In the Stata users meeting program, rewrite the stretch from "I speculate about" through "so-called scheme files.", putting "landmarks" wherever "milestones" appears.

Source document:
********

The German Stata Users Group Meeting was held on 22 June 2018 at Universität Konstanz, but you can view the program and presentation slides below.
Proceedings
9:30–10:30 |
Abstract:
Being a Stata User since Stata 3, I have witnessed a number of developments
over the years. Some of them, such as Stage or the gph commands, turned out
to be dead ends, while others, such as syntax, have been hidden for
many users, but shaped Stata strongly. Users still use some dead ends
("for"). Some developments made
buzz in the public but never gained much attention in (my own)
practice. Some developments were introduced in passing, but took off immediately
as a workhorse in my daily work (web awareness). I give a subjective
review of Stata's development by listing the dead ends and the milestones.
I speculate about reasons why dead ends became dead ends, and
why milestones became milestones. My intention is to start
a discussion about what German users like and dislike about Stata.
Additional information: germany18_Kohler.pdf
Ulrich Kohler
Universität Potsdam
|
10:30–11:00 |
Abstract:
The overall look of Stata's graphs is determined by so-called scheme files.
Scheme files are system components, that is, part of the local
Stata installation. In this presentation, I will argue that style settings deviating
from default schemes should be part of the script producing the graphs rather
than being kept in separate scheme files, and I will present software that
supports such a practice. In particular, I will present a command, grstyle,
that allows users to quickly change the overall look of graphs without having
to fiddle around with external scheme files. I will also present a command,
colorpalette, that provides a wide variety of color schemes for use in
Stata graphics.
Additional information: germany18_Jann.pdf
Ben Jann
University of Bern
|
11:00–11:30 |
Abstract:
Structural equation modeling is well established in the statistician's
standard toolkit. To establish how well latent constructs are measured
by their respective observed indicators, many applications entail confirmatory
factor analysis (CFA). The appropriateness of a particular CFA model in
turn is assessed by various statistics such as chi-squared or so-called fit
indices. What these indices have in common is their reliance on a comparison
with the estimated model with a baseline or null model that imposes various
restrictions. While the default baseline model (for example, the "independence model")
is appropriate for common single-group and single-time-point situations,
several authors argue that researchers should specify alternative baseline
models in multiple-group or longitudinal applications (for example, Little, 2013;
Widaman & Thompson, 2003). Focusing on longitudinal data, this presentation
accordingly illustrates how to specify appropriate baseline models and compute
corresponding goodness-of-fit statistics in Stata.

********

Stored data:
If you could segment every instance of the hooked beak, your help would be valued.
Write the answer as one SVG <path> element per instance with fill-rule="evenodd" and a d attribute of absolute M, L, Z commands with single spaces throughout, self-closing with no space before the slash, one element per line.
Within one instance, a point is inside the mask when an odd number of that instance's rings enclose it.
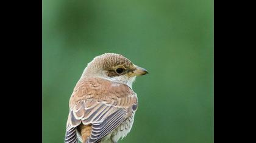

********

Task response:
I speculate about reasons why dead ends became dead ends, and
why landmarks became landmarks. My intention is to start
a discussion about what German users like and dislike about Stata.
Additional information: germany18_Kohler.pdf
Ulrich Kohler
Universität Potsdam
|
10:30–11:00 |
Abstract:
The overall look of Stata's graphs is determined by so-called scheme files.